Contour labeling entries:

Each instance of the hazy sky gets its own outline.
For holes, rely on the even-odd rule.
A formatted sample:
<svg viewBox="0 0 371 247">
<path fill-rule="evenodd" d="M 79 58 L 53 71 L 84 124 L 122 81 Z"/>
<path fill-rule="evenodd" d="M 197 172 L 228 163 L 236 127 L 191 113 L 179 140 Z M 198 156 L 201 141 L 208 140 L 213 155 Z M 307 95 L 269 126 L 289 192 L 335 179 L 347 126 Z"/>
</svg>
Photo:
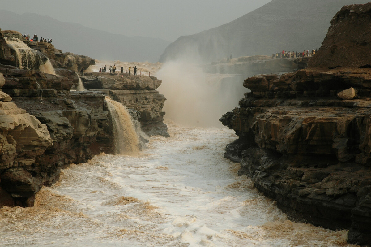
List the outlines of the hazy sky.
<svg viewBox="0 0 371 247">
<path fill-rule="evenodd" d="M 0 9 L 49 16 L 129 37 L 173 42 L 227 23 L 270 1 L 0 0 Z"/>
</svg>

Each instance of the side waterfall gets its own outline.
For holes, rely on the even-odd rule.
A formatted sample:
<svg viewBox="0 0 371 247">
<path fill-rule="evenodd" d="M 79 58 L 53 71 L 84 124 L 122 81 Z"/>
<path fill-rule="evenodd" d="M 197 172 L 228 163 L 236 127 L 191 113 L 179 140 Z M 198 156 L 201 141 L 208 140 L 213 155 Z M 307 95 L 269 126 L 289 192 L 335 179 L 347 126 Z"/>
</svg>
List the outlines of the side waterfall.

*Task to carry out*. Collect each line from the rows above that contains the word "List".

*Exercise answer*.
List the outlines of the hazy sky.
List the outlines of the side waterfall.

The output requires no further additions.